## [Stated problem]
Each record below is to be copied word for word, with pictures removed.

──────── Records for this exercise

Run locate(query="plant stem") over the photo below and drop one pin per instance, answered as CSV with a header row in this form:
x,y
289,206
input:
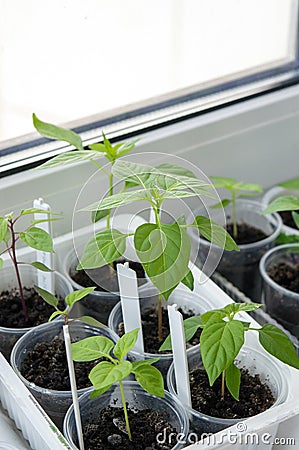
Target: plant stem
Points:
x,y
13,256
123,399
160,298
222,385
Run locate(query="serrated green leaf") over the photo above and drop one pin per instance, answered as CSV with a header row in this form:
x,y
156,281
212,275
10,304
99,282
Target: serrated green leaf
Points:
x,y
151,379
277,343
290,184
125,344
92,348
91,321
38,239
220,342
164,252
40,266
75,296
233,380
104,248
51,131
47,296
215,233
3,228
284,203
105,373
295,218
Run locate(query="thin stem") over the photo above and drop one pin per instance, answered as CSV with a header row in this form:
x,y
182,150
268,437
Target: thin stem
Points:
x,y
123,399
13,256
222,385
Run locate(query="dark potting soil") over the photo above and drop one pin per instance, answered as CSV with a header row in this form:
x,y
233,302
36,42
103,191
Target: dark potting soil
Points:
x,y
107,431
286,275
104,277
149,321
46,366
247,234
288,219
255,396
11,312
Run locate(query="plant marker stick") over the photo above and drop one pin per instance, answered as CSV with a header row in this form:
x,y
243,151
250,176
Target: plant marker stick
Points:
x,y
179,354
128,289
45,279
67,341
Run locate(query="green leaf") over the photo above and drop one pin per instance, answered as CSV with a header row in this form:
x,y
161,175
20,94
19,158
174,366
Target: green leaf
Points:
x,y
214,233
69,158
91,321
188,280
296,218
55,314
92,348
51,131
47,296
105,373
220,342
233,380
284,203
125,344
292,184
277,343
164,253
100,214
40,266
3,228
104,248
38,239
75,296
150,378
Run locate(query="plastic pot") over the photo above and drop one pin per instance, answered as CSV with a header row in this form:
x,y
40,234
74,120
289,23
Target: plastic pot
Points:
x,y
9,336
241,268
137,399
270,371
281,303
54,402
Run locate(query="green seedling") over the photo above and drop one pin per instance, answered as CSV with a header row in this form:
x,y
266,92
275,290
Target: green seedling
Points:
x,y
70,301
115,369
95,151
31,235
222,338
163,249
235,188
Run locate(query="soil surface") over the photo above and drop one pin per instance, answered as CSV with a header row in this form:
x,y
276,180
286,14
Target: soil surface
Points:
x,y
107,431
104,277
46,366
286,275
255,396
150,329
247,234
11,313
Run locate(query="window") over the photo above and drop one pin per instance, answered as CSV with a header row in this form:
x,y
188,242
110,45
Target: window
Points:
x,y
92,63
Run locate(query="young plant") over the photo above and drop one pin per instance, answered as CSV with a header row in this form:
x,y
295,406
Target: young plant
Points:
x,y
31,235
235,188
115,369
163,249
95,151
222,338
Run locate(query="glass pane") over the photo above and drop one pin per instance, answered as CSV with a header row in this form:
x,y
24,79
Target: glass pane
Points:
x,y
69,59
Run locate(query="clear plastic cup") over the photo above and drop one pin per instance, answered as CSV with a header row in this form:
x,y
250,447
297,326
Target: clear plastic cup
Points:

────────────────

## [Response to the task]
Run locate(query="plant stem") over the photo below and drop one pin per instance, answered as CSV with a header row in this form:
x,y
289,206
input:
Target: plant stem
Points:
x,y
13,256
123,399
160,298
222,385
Run locate(query="serrated green leaf") over the photo above and drop one pin per instance, answered as CSV with a header row in this form:
x,y
156,281
212,275
10,304
99,282
Target: serrated green leaf
Points:
x,y
151,379
277,343
290,184
125,344
92,348
91,321
38,239
220,342
164,252
40,266
75,296
233,380
104,248
51,131
47,296
215,233
3,228
284,203
105,373
295,218
Run locate(query="thin stem") over the photo above and drop one pin per instance, answered as CSV with a header row in this form:
x,y
182,150
268,437
Target: thin stem
Points:
x,y
123,399
13,256
222,385
Run locate(query="dark potting soil") over the photo above and drop one pin per instance, answered as CSV with a header row in this form:
x,y
233,302
36,42
103,191
Target: dark potting soil
Points:
x,y
107,431
286,275
104,277
149,321
46,366
247,234
288,219
255,396
11,312
Run locate(query="plant marker stick") over the photo above and drop one pin per instance, answered as CSV with a header row in this form:
x,y
243,151
250,176
Target: plant marker stick
Points:
x,y
179,354
128,289
45,279
67,341
Run locate(query="green leaf") over the photo above and drop one pin per instance, answered as CSV with a header row in this form:
x,y
161,175
20,94
19,158
174,366
Target: green leaf
Points:
x,y
214,233
69,158
91,321
188,280
296,218
55,314
92,348
51,131
47,296
105,373
220,342
233,380
284,203
125,344
292,184
277,343
164,253
100,214
40,266
3,228
104,248
38,239
75,296
150,378
Run locate(query="plastic pot") over the photo above and drop one pin per instance, answered as CSV with a header row in this form:
x,y
40,234
74,120
289,23
Target: plastic pot
Points:
x,y
9,336
241,268
137,399
270,371
281,303
54,402
Run locate(query="green seedling") over the photo above and drop one pin per instance, answered as CSV with a header row in this form:
x,y
266,92
275,290
Target: green seedling
Points:
x,y
70,301
115,369
95,151
31,235
222,338
163,249
235,188
Run locate(query="soil surface") over the photo above and drop one pin per instance, answered as CSV with a header row in this form:
x,y
276,180
286,14
Target: soil surface
Points:
x,y
107,431
104,277
46,366
286,275
255,396
150,329
247,234
11,313
Run locate(query="window") over the photo above and drop one pin per instance, answered as CSV with a header row in this form:
x,y
188,242
110,45
Target: window
Points:
x,y
92,63
Run locate(query="young plant") over the photo above and drop one pin per instance, answered as CSV with a header row in this form:
x,y
295,406
Target: young plant
Points:
x,y
31,235
235,188
115,369
163,249
95,151
222,338
Run locate(query="glass pane") over the photo above and drop one pin per instance, answered as CSV with a header row in this form:
x,y
24,79
Target: glass pane
Points:
x,y
69,59
Run locate(query="clear plastic cup") over the photo above and drop one pin per instance, answered as CSV with a header row in this form:
x,y
250,447
297,326
Target: clear plastic cup
Points:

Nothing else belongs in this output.